◆ EXCERPT
* Begin *
# First Week of Gag & ARS Season



## Harbison (Apr 18, 2012)

:thumbup: First Week of Gag & ARS Seaon

For the first time in years both American red snapper and gag grouper season will open June first. The Florida Fisherman ll, Hubbard's Marina, will be leaving on a 39 hour Middle Grounds and vicinity trip Tuesday, May 31, in search of American reds, gags, and a lot more. Providing pictures for this highly anticipated trip will be the fine folks at 'Head First Fishing.' 
We are ready, let's go!
The before dawn Wednesday morning bite was strong. Look at the size of those mangrove snapper:







What an honor having ladies on the Florida:



One more gag before the sun comes up:

We have been waiting a long time for this:








We may not be able to keep AJ's, but they sure are fun to catch:

Did you know that vermilion (beeliner) snapper can be caught in waters from a little over 100 feet to almost 1,000? Talk about good eating, they are GREAT!


The deep water kings run big:


Huge mangrove snapper are a real prize night or day:

Guys, I will be the first to admit...I do not know what kind of fish this is. HELP!

Thanks Head First Fishing. The pictures are great and really appreciated.
OK! My turn. Friday, June 3. Let's go get 'um!
Now that looks good:


Mr. John Martin is the resident fishing advisor on the extended Florida Fisherman ll trips. Guys, I have know many excellent fishermen in my 50+ years of offshore fishing. John Martin is as good as they come. How much is John appreciated on the Florida? Take a look:
"Two high lights of the night for me came first when I worked with a whole family (husband, wife and son) that were fishing together and had never done this type trip before. After about 10 minutes of work they began to catch Mangos. By sun up they had about 20 nice Goozers between them along with some Porgies and a nice Scamp. They were here on vacation and were so happy that when they saw me Friday afternoon they shouted at me from across the street, crossed over and thanked me for my help"
'High lights' number two:
"The second experience happened as I was walking around checking with people when a gentleman stopped me and said “I hear you are the Gag slayer” I told him well I’ve caught a few. He asked me if I’d show him so I started giving him some pointers. He said no show me by catching one. I went and got my rod and as big of a Threadfin I could find. As I dropped it down I said Gags bite better during the day so no promises. After what seemed like 5 minutes Bang! I kid you not I reeled up a Gag in the 20 LB. range. The guy was speechless but was very happy when I said here’s your first now the next three are on you. Thank you fish Gods =) " Mr. John Martin


----------



## Harbison (Apr 18, 2012)

John teaches and leads by example:

Let's catch a few more mangos before the sun comes up:

I love hunting every bit as much as fishing. As with fishing, I demand only the best. My late wife, Thelma, and I were members of Buck & Boar Hunting Club for twenty years. Family owned and operated B&B was, and still is, the best of the best. The Todd family originated and still runs this premier hunting club. It was a real honor to welcome son, 'Little Bill' Todd, on the Florida this weekend.
* End *
◆ TASK INSTRUCTIONS
In the fishing trip thread, how many hours long is the Middle Grounds trip that leaves on Tuesday, May 31?

Records in a dataset:
* Begin *
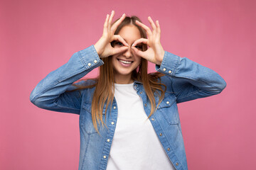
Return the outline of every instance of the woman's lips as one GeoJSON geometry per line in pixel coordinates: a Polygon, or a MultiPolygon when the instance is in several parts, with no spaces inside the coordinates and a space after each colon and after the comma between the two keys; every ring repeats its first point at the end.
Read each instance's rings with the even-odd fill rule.
{"type": "Polygon", "coordinates": [[[124,67],[129,67],[132,65],[132,61],[126,61],[120,59],[117,59],[118,62],[120,63],[121,65],[124,67]]]}

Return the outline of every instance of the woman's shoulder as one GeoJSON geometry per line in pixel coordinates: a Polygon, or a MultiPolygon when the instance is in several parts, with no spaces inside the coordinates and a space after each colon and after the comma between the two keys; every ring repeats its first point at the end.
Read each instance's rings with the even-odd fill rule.
{"type": "Polygon", "coordinates": [[[95,85],[97,83],[97,79],[80,79],[75,84],[81,86],[87,86],[95,85]]]}

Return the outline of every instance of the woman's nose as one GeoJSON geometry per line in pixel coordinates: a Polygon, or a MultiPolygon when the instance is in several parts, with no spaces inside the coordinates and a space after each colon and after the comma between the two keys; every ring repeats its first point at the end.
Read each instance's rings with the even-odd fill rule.
{"type": "Polygon", "coordinates": [[[132,54],[132,49],[131,47],[131,46],[128,47],[128,49],[124,52],[124,55],[127,57],[127,58],[129,58],[132,57],[133,54],[132,54]]]}

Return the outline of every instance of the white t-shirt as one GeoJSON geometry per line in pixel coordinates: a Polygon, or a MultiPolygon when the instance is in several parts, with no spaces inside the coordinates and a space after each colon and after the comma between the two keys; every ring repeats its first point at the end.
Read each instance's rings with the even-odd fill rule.
{"type": "Polygon", "coordinates": [[[133,83],[114,84],[118,115],[107,170],[174,170],[133,83]]]}

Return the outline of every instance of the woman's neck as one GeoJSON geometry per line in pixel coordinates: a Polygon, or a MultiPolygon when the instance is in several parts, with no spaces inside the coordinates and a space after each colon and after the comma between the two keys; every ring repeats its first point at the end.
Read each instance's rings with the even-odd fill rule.
{"type": "Polygon", "coordinates": [[[131,75],[115,76],[114,83],[116,84],[131,84],[134,81],[132,79],[131,75]]]}

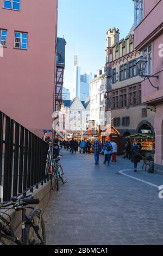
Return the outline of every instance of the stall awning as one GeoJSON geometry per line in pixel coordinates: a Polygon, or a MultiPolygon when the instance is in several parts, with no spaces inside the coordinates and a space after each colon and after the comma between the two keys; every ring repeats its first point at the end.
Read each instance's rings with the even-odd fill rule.
{"type": "Polygon", "coordinates": [[[55,131],[56,133],[60,136],[61,137],[62,139],[65,138],[65,136],[59,131],[55,131]]]}
{"type": "Polygon", "coordinates": [[[151,135],[146,135],[142,133],[137,133],[134,134],[133,135],[130,135],[129,136],[127,136],[125,138],[125,139],[154,139],[154,136],[152,136],[151,135]]]}
{"type": "Polygon", "coordinates": [[[105,131],[101,133],[102,136],[109,136],[110,135],[120,135],[120,131],[113,125],[106,125],[105,131]]]}

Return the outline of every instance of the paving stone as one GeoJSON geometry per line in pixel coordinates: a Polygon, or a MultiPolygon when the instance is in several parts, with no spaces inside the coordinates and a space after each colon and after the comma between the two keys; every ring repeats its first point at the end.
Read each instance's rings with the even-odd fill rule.
{"type": "Polygon", "coordinates": [[[54,191],[43,214],[47,244],[163,244],[159,191],[117,173],[127,169],[124,173],[158,186],[163,176],[141,170],[135,173],[130,161],[121,156],[109,167],[101,156],[95,166],[92,154],[61,154],[67,183],[54,191]]]}

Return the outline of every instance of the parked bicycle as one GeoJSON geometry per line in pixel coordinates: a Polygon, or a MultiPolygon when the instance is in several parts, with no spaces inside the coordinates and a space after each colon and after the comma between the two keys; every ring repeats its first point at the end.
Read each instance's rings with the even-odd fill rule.
{"type": "Polygon", "coordinates": [[[62,156],[58,156],[55,157],[53,154],[53,144],[49,143],[49,147],[47,154],[46,165],[45,169],[45,175],[48,175],[49,179],[51,181],[52,190],[54,189],[54,184],[57,185],[57,190],[59,190],[59,181],[61,180],[64,184],[67,181],[65,179],[63,168],[61,164],[59,162],[62,156]]]}
{"type": "Polygon", "coordinates": [[[28,206],[39,203],[39,199],[33,199],[33,196],[29,196],[19,200],[16,197],[12,197],[11,202],[0,204],[0,245],[7,244],[7,241],[17,245],[46,245],[45,228],[41,214],[42,209],[35,209],[28,206]],[[10,206],[12,207],[9,207],[10,206]],[[11,218],[7,214],[11,209],[16,211],[22,211],[22,234],[20,240],[15,235],[10,225],[11,218]],[[28,216],[26,214],[27,209],[32,209],[28,216]],[[1,210],[4,211],[5,209],[7,211],[1,212],[1,210]]]}

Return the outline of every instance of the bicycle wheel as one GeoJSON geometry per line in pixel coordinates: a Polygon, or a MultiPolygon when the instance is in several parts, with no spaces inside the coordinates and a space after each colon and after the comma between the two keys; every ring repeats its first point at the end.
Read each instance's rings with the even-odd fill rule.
* End *
◆ SOLUTION
39 hours.